─── GIVEN INFORMATION
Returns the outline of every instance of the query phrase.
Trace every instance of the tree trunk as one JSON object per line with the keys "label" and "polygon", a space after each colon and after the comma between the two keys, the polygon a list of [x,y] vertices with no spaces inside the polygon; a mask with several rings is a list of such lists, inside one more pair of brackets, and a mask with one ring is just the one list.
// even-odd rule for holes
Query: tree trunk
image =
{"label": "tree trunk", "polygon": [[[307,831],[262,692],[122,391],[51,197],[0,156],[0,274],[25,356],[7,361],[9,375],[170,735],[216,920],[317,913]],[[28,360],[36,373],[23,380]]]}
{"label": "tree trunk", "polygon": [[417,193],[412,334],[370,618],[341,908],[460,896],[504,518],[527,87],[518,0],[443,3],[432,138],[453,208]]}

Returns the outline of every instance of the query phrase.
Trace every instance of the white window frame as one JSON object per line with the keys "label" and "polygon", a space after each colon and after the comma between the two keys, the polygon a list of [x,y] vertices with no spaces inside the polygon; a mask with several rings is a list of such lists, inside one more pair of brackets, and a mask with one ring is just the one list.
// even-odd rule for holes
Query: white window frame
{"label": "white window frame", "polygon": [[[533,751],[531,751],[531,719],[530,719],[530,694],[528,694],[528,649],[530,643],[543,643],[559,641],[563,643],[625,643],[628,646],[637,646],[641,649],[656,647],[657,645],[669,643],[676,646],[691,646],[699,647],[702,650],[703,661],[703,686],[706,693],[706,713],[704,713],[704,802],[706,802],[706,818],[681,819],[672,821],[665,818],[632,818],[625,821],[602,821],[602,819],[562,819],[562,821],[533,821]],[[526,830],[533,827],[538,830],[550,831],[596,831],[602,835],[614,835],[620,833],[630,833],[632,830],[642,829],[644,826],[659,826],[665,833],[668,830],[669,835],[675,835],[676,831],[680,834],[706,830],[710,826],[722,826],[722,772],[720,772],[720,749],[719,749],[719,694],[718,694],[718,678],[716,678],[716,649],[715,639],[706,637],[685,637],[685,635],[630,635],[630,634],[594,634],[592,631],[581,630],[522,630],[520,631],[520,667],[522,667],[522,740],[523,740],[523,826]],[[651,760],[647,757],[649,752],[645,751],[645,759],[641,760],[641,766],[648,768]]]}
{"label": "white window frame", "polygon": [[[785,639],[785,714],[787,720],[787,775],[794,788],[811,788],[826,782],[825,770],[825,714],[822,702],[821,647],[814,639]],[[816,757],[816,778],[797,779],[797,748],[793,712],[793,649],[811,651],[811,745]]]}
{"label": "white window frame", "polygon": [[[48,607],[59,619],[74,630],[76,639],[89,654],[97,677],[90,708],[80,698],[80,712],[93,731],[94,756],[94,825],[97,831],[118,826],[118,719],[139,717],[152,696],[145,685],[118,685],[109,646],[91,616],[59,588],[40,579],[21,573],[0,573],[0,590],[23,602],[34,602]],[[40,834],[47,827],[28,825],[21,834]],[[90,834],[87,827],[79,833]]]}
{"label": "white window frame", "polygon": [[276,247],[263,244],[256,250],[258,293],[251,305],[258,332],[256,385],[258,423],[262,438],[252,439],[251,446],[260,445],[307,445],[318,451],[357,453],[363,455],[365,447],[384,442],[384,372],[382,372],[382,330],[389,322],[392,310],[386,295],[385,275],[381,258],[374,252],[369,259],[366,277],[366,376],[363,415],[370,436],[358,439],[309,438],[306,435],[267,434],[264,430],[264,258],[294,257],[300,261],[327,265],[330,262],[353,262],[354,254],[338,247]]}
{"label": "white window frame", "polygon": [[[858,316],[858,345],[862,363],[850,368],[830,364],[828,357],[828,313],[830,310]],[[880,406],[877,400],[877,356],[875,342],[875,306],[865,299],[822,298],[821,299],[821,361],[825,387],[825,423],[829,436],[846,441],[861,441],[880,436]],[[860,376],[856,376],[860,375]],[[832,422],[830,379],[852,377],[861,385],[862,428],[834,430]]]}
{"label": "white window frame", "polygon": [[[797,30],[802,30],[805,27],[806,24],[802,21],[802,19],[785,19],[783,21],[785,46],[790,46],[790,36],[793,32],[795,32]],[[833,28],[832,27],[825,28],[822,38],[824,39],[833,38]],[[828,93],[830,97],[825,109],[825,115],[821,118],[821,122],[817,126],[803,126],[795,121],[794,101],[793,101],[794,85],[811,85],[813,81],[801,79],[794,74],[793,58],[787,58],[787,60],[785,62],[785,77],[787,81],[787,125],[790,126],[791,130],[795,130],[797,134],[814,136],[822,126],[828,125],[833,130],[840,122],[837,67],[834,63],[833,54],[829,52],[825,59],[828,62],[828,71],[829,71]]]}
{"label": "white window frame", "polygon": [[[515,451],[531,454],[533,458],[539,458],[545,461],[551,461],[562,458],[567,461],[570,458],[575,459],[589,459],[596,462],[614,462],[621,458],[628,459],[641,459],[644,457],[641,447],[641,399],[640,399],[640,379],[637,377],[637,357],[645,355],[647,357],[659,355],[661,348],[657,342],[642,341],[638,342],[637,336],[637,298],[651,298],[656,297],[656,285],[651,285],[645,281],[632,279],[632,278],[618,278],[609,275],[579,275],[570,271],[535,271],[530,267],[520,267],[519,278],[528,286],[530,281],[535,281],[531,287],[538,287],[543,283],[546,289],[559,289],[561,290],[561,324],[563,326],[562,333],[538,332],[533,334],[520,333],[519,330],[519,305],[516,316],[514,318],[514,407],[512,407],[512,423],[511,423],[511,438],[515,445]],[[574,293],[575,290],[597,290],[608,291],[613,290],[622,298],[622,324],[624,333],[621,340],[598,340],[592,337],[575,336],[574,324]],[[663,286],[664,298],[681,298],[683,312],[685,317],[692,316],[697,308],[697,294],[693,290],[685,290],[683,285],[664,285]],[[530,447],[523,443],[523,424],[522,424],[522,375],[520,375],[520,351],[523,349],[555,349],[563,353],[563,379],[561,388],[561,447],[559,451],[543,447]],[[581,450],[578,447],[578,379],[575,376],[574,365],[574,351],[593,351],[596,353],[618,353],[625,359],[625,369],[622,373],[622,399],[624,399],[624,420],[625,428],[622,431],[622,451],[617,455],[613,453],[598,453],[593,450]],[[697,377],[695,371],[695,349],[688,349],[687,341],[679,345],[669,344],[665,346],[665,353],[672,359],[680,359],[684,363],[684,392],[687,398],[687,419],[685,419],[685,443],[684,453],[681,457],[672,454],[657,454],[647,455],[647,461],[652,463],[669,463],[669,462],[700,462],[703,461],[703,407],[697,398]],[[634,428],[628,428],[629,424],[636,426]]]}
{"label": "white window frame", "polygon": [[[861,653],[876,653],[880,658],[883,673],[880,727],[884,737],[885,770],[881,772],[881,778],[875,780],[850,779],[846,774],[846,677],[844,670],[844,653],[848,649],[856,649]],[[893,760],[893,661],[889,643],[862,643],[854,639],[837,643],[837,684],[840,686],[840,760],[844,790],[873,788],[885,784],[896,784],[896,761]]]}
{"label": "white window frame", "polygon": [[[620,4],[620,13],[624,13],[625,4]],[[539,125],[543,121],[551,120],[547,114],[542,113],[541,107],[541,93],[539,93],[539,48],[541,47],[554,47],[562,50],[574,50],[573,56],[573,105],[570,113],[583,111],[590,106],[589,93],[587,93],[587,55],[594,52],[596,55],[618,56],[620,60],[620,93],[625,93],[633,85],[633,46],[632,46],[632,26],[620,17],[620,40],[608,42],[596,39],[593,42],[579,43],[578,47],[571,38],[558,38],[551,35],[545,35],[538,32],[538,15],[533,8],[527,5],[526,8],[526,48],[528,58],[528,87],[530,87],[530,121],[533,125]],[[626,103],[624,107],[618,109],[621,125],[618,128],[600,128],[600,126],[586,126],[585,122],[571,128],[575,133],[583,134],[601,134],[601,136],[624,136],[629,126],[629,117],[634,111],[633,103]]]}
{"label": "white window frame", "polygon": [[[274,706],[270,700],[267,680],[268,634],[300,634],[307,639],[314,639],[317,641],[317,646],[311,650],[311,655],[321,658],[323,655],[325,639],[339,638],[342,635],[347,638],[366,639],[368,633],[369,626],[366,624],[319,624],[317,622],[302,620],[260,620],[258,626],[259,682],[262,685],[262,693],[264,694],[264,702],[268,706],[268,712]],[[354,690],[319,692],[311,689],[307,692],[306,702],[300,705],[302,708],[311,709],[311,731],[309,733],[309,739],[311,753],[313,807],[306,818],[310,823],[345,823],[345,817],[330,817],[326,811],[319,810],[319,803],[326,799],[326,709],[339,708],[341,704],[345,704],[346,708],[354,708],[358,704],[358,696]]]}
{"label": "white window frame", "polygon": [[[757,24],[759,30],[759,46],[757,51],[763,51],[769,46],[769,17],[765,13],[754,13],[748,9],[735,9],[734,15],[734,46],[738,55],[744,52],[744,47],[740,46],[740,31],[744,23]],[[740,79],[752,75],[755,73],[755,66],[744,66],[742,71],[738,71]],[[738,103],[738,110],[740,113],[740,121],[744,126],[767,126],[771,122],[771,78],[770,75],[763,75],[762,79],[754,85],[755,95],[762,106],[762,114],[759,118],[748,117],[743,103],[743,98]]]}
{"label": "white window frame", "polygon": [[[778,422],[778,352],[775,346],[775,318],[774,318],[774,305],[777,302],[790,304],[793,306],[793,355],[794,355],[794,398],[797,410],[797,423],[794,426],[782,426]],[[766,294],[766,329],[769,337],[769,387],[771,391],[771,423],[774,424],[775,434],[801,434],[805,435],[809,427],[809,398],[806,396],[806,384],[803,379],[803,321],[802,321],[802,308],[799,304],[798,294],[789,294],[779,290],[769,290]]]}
──────
### TASK
Please list every line of the material that contains the string "JSON", matching case exactly.

### RESULT
Trace every instance of the tree trunk as one JSON object per line with the keys "label" and "polygon", a space after each colon and after the comma between the two keys, the polygon a list of [x,y] vertices with no spaces inside the polygon; a mask with several rings is a list of such lists, inside one more pair of brackets, and a mask with one ring is just the one list.
Trace every instance of the white window frame as one JSON object per line with the keys "label" and "polygon", a space after each colon and after the comma between the two keys, the polygon a list of [x,y] vertices with no spaces inside the polygon; a mask with several rings is a list of such lists, inside one more pair of brackets, and a mask with one ring is just the one list.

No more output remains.